- [WHAT IS BEING ASKED]:
Send each entry back exactly as given, pictures excluded.

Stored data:
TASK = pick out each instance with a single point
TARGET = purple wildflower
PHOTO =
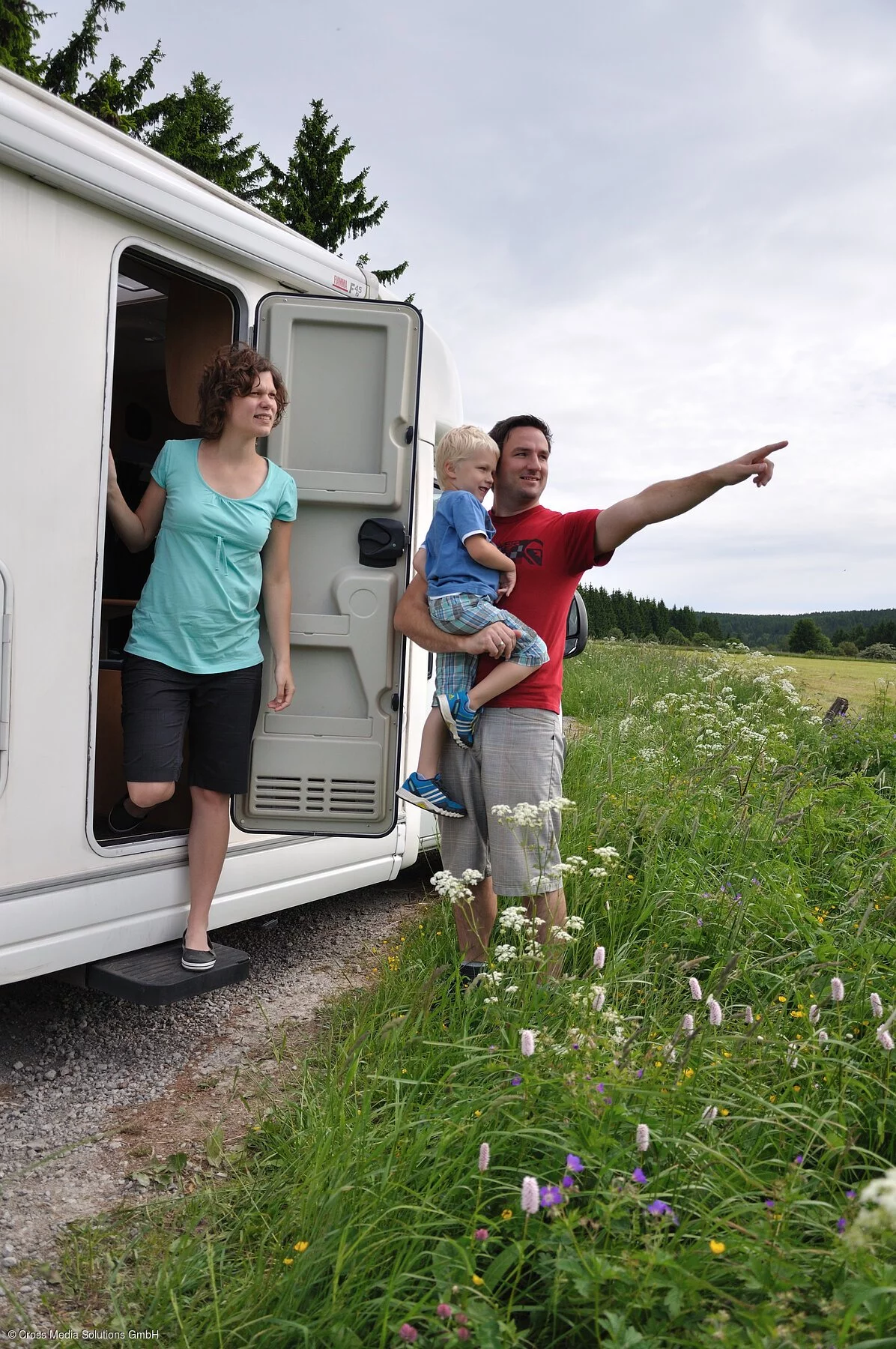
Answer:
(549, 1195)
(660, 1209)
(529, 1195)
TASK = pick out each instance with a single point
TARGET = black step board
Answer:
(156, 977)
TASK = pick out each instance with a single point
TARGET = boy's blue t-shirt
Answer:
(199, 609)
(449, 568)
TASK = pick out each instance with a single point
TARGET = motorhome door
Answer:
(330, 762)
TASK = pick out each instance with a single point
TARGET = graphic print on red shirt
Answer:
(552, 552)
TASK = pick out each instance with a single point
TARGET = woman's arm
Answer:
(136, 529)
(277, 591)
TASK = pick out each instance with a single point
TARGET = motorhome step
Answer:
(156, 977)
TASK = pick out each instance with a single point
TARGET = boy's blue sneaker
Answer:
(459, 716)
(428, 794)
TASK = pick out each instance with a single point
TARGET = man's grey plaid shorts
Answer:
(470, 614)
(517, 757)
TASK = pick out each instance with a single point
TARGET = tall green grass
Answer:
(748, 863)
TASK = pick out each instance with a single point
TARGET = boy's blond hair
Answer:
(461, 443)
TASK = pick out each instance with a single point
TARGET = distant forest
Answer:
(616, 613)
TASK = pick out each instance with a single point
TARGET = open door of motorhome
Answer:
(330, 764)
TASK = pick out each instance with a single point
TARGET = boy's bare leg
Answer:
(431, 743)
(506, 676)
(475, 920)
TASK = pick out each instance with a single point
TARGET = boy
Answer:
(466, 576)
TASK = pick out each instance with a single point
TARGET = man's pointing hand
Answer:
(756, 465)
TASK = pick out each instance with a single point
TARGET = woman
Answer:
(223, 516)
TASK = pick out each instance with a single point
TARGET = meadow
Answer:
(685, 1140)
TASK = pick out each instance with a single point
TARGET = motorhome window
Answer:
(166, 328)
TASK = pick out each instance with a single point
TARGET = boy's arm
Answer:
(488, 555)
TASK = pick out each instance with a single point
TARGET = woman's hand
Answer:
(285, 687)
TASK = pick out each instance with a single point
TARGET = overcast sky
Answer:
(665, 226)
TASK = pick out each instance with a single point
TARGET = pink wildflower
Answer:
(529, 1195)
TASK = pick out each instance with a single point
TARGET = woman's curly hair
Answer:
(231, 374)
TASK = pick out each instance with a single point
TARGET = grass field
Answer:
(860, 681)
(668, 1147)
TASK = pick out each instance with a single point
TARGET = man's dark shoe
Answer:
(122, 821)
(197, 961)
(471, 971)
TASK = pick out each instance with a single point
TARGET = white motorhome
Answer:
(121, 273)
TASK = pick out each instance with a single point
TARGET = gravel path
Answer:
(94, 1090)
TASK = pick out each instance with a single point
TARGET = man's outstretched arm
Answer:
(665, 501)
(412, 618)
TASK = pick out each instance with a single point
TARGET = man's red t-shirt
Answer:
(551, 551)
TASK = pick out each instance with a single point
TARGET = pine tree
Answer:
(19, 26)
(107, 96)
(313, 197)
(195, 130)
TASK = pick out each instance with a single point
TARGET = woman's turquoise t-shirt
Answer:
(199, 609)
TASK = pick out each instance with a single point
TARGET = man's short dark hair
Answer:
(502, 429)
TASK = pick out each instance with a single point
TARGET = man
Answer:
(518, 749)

- [YOUR SOLUTION]:
TASK = pick out each instance with a single point
TARGET = purple wildflower
PHOTO =
Answer:
(549, 1195)
(660, 1209)
(529, 1195)
TASK = pick out each instance with a single point
TARGET = black step board
Answer:
(156, 977)
TASK = pick out each instance with a single point
TARGET = boy's blue t-shirt
Answer:
(199, 609)
(449, 568)
TASK = pick out each instance with a single point
TARGET = motorhome door
Answer:
(330, 762)
TASK = pick out each instance with a single point
TARGET = graphic print on red shirt
Answer:
(552, 552)
TASK = pick out each instance with a single point
TARGET = woman's arm
Answer:
(136, 529)
(277, 591)
TASK = pick out each instance with a single point
TARGET = motorhome step
Answer:
(156, 977)
TASK = pick out each instance with a single point
TARGET = boy's blue sneaker
Answer:
(459, 716)
(428, 794)
TASK = pick out each instance with a single point
TARGET = man's grey plaid shorts
Answer:
(470, 614)
(517, 757)
TASK = pick out each instance with a single point
TARGET = tall green grass
Answer:
(748, 863)
TASK = pick out each instance with a single point
TARGET = boy's blond hair
Answer:
(461, 443)
TASK = pick out each instance with a single point
TARGET = distant forest
Answer:
(616, 613)
TASK = pick out each instance with a single point
TARGET = open door of motorhome
Answer:
(330, 764)
TASK = pick out each instance with a single point
TARGET = boy's bare leg
Answer:
(431, 743)
(506, 676)
(475, 920)
TASK = pick out each instance with a single point
TARGET = boy
Answer:
(466, 576)
TASK = pick out each instance with a single point
TARGET = man's pointing hand
Answer:
(756, 465)
TASK = pick out each instance with a single point
TARGET = woman
Answer:
(223, 516)
TASK = pick out each instance with a single point
TARGET = meadow
Answer:
(685, 1140)
TASK = pick out each instance with a single point
TARGET = motorhome window
Answer:
(166, 328)
TASK = pick out each instance with a single point
TARGET = boy's arm
Answer:
(488, 555)
TASK = pick out each instance with a single point
TARGET = woman's hand
Answer:
(285, 687)
TASK = pick out each instance with a single point
TARGET = overcast sky
Answer:
(665, 226)
TASK = pick out each instance with a single point
TARGET = pink wildflower
Answer:
(529, 1195)
TASK = pick out each instance with a single point
TARGET = woman's curly hair
Answer:
(231, 374)
TASK = pick out each instance with a single point
TARGET = grass field
Answer:
(860, 681)
(668, 1147)
TASK = pick out each instance with a single point
TARGET = man's dark shoe
Answer:
(122, 821)
(197, 961)
(471, 971)
TASK = pick out each instance with a single point
TARGET = white motorhome
Answer:
(121, 273)
TASK = pick out each instance with a single point
TARGET = gravel path
Answer:
(94, 1090)
TASK = pick out each instance with a single point
TARGET = man's outstretched arm
Answer:
(665, 501)
(412, 618)
TASK = pick out each instance with a single point
TARGET = man's red t-shirt
Answer:
(551, 551)
TASK = pick out each instance with a single point
TARGET = pine tree
Answer:
(19, 26)
(107, 96)
(313, 197)
(195, 130)
TASK = pick out each instance with a single point
TARGET = woman's turquoise t-shirt
Answer:
(199, 609)
TASK = pick out each instance with a single point
TARGET = man's short dark hair
Answer:
(502, 429)
TASK = pick out each instance with a single point
TARGET = man
Answer:
(518, 749)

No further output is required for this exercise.